[Start of SUPPLIED MATERIAL]

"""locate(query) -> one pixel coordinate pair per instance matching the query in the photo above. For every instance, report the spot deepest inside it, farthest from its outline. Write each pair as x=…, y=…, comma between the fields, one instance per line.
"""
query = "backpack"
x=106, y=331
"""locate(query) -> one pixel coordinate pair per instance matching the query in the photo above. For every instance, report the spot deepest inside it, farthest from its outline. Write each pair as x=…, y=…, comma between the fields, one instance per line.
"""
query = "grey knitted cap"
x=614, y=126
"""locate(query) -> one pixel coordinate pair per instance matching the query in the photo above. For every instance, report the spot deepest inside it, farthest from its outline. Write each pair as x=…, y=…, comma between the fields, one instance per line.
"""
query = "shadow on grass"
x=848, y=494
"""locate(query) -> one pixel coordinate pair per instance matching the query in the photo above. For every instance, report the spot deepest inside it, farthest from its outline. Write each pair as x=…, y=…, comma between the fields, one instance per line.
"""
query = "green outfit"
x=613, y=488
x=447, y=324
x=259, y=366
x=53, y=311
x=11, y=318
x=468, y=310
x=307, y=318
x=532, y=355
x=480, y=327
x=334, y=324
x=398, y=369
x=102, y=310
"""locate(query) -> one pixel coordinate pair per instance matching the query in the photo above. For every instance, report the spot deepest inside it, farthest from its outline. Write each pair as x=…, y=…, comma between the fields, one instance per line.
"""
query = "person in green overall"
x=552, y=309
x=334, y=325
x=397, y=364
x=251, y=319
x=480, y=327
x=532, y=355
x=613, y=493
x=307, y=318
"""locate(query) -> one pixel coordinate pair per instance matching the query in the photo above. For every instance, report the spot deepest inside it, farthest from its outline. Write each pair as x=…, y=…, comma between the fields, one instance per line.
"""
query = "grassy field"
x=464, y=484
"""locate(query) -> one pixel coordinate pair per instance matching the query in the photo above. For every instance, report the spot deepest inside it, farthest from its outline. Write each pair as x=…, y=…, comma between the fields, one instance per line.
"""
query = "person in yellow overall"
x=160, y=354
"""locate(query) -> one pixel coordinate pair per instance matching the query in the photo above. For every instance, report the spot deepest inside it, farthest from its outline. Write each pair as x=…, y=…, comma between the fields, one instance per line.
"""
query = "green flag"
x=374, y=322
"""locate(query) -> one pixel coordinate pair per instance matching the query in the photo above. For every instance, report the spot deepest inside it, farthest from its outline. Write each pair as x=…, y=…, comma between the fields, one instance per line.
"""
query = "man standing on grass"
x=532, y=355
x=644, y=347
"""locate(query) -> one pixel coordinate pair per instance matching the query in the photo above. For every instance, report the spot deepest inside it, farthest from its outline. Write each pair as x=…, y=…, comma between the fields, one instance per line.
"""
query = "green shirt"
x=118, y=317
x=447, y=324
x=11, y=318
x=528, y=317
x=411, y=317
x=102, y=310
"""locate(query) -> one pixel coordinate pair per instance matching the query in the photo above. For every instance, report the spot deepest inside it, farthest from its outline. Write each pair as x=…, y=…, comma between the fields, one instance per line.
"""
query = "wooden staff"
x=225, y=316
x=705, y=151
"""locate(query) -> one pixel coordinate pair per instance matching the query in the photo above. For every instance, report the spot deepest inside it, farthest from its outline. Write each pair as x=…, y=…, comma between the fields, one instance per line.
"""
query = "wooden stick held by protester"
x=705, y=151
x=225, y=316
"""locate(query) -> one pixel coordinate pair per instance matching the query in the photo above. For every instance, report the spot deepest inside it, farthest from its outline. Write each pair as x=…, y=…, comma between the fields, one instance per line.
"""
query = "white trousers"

[End of SUPPLIED MATERIAL]

» YOUR GOAL: Print back all the lines verbatim.

» FINAL RESULT:
"""locate(query) -> one pixel coordinate pair per instance matching the query in the photo above. For every instance, report the spot deepest inside it, farthest from its outline. Write each pair as x=…, y=…, comma between the fields, one instance per line.
"""
query = "backpack"
x=106, y=331
"""locate(query) -> one pixel coordinate pair per instance matching the query in the photo above. For every instance, report the spot deepest inside it, farthest from its outline. Write each pair as x=…, y=…, comma between the fields, one instance per line.
"""
query = "grey knitted cap"
x=614, y=126
"""locate(query) -> one pixel coordinate pair per instance matching the query in the photo above. For every instance, report the spot deepest inside it, farthest from its outline. Write each pair as x=…, y=…, comma between the fields, one instance per line.
"""
query = "shadow on grass"
x=848, y=494
"""locate(query) -> one pixel coordinate pair per instance matching the query in the photo above. For every instance, report the spot deepest inside it, farthest from its outline. Write each pair as x=…, y=…, comma between the fields, one instance per line.
"""
query = "green outfit"
x=613, y=488
x=447, y=324
x=259, y=366
x=53, y=311
x=11, y=318
x=468, y=310
x=307, y=318
x=532, y=355
x=480, y=327
x=334, y=324
x=398, y=369
x=102, y=310
"""locate(query) -> one pixel coordinate pair per instance matching the query in the photo above. For every instance, report the spot deepest inside it, farthest from its outline. Write each pair as x=…, y=…, comma between the fields, one instance per line.
"""
query = "person in green overall"
x=552, y=309
x=334, y=325
x=397, y=364
x=251, y=319
x=480, y=327
x=532, y=355
x=613, y=493
x=307, y=318
"""locate(query) -> one pixel coordinate pair per instance matching the query in the photo above. For every instance, report the spot deepest inside it, farthest from its outline. Write each pair as x=…, y=…, comma between the fields, one instance per line.
"""
query = "grassy field"
x=464, y=484
"""locate(query) -> one pixel coordinate pair per instance matching the query in the photo above. For every instance, report the spot deepest inside it, farthest from its outline. Write each pair as x=…, y=…, comma between the fields, one instance per line.
"""
query = "person in yellow overall"
x=160, y=354
"""locate(query) -> one pixel coordinate pair per instance matching the query in the photo above. For every instance, report the spot deepest inside it, farthest from its outline. Write each pair as x=…, y=…, comma between the fields, one instance per line.
"""
query = "green flag"
x=374, y=322
"""locate(query) -> one pixel coordinate pair per instance matching the query in the photo above. For every instance, report the spot deepest inside it, farthest from its outline. Write each pair as x=…, y=…, comma between the fields, one instance per line.
"""
query = "man standing on grass"
x=532, y=355
x=644, y=347
"""locate(query) -> one pixel coordinate pair per instance matching the query in the photo above. For every instance, report the spot deepest inside it, farthest from its outline. Write each pair as x=…, y=…, comma between the fields, one instance per line.
"""
query = "green shirt"
x=118, y=317
x=447, y=324
x=11, y=318
x=528, y=317
x=411, y=317
x=102, y=310
"""locate(query) -> one pixel coordinate pair per instance matching the query in the photo above. For every instance, report the spot deepest inside it, farthest from its outline. Write each pair as x=…, y=…, comma between the fields, one instance per line.
"""
query = "wooden staff"
x=225, y=316
x=705, y=151
"""locate(query) -> one pixel coordinate pair per instance matching the query in the photo above. For every instance, report the spot deepest inside it, farthest from its outline. Write each pair as x=…, y=…, comma between the fields, one instance per line.
"""
query = "wooden stick held by protester"
x=705, y=151
x=225, y=316
"""locate(query) -> one pixel coordinate pair per instance matching the query in the photo above. For every instance, report the spot deepest inside it, farthest from its outline. Write each pair as x=…, y=…, comma between the fields, one instance per line.
"""
query = "white trousers"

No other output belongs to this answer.